• DIRECTIONS FOR THIS TASK
Locate each line in the items below that contains the word "landing", and copy every such line.

(Records from a data source)
+-------+
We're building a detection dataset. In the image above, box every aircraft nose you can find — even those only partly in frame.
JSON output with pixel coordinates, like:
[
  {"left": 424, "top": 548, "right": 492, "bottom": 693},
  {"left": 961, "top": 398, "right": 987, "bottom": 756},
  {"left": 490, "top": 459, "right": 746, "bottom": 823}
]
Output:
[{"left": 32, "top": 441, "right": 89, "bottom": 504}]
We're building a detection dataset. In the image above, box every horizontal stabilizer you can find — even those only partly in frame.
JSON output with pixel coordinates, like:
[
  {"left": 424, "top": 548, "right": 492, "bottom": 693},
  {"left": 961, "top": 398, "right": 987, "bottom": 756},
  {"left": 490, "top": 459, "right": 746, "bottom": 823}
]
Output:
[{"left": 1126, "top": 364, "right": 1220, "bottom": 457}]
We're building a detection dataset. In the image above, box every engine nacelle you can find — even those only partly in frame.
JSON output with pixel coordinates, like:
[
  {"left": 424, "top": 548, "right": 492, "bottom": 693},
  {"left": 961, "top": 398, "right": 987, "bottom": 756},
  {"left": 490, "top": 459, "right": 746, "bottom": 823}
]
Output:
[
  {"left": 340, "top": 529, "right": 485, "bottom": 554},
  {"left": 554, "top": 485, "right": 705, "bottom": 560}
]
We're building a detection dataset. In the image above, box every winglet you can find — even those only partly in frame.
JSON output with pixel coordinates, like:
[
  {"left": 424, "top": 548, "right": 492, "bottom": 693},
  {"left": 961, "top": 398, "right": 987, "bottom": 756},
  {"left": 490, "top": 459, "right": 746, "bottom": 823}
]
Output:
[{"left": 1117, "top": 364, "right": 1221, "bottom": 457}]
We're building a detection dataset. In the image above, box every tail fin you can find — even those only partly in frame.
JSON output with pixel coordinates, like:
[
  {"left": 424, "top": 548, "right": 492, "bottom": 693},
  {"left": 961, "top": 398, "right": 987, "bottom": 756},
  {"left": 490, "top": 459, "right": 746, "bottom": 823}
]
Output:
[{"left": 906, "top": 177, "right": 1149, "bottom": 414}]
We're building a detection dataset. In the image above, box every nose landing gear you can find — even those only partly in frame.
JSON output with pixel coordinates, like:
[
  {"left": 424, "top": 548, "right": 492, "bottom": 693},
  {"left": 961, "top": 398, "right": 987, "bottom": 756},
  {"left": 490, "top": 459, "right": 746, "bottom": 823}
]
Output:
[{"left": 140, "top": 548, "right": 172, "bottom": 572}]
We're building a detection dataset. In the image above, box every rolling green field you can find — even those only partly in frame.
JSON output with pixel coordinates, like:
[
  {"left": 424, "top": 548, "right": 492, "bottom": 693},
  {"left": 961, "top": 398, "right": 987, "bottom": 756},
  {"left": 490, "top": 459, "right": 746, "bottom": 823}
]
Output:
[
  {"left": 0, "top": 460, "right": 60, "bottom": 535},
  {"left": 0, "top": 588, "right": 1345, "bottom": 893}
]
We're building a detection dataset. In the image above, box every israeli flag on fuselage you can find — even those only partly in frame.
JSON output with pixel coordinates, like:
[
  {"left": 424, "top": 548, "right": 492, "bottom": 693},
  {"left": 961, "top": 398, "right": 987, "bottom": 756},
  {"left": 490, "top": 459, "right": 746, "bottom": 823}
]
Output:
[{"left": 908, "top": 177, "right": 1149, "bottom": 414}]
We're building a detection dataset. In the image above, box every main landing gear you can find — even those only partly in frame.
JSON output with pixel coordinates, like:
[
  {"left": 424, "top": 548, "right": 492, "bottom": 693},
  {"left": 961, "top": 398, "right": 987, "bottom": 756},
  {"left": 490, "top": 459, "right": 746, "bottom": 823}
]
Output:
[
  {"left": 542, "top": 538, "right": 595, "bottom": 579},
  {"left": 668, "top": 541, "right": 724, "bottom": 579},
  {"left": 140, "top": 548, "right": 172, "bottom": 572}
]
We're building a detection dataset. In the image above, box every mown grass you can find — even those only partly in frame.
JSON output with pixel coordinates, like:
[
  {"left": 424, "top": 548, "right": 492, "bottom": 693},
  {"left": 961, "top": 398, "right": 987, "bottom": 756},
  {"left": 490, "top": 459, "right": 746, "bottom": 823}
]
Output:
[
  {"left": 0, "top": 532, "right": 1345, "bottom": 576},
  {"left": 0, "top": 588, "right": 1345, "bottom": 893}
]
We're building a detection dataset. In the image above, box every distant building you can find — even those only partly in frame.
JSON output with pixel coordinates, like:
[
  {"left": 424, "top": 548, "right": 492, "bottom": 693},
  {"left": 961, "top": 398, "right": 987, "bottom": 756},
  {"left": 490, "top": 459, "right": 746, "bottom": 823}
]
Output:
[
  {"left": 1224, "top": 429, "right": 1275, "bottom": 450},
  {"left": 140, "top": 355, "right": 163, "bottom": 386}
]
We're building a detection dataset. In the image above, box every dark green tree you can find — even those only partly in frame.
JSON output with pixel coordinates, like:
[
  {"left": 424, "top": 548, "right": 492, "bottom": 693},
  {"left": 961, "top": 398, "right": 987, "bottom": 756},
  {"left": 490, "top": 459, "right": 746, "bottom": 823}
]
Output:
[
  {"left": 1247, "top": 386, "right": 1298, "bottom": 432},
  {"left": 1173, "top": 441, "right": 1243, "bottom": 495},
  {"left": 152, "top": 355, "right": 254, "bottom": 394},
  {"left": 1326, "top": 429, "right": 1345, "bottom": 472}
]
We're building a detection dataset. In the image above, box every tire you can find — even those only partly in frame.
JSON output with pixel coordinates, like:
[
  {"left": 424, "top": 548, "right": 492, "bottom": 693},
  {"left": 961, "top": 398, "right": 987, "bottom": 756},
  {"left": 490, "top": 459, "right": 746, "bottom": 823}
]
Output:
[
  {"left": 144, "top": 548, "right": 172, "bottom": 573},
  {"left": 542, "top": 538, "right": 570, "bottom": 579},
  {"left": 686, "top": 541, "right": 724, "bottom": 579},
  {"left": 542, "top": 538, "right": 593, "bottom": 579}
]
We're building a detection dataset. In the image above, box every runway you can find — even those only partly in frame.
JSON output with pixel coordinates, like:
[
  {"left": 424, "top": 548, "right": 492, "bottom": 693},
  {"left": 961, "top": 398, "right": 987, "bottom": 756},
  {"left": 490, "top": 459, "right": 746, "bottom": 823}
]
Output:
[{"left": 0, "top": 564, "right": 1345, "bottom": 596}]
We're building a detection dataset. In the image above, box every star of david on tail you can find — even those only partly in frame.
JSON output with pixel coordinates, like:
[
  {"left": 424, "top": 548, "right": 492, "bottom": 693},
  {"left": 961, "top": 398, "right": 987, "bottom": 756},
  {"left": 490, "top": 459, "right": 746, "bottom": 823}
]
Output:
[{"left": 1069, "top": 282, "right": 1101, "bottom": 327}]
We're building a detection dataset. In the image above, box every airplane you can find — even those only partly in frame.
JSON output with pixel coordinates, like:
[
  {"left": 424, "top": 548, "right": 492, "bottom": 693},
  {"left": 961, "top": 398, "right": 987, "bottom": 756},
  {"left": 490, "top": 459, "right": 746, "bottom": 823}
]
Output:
+-------+
• WRITTEN SOLUTION
We're building a detection dataset. In the image above, box every nose landing gear you can find — even those only partly in frame.
We're building a detection dataset. In the image above, box every main landing gear you can find — even those only partly in frame.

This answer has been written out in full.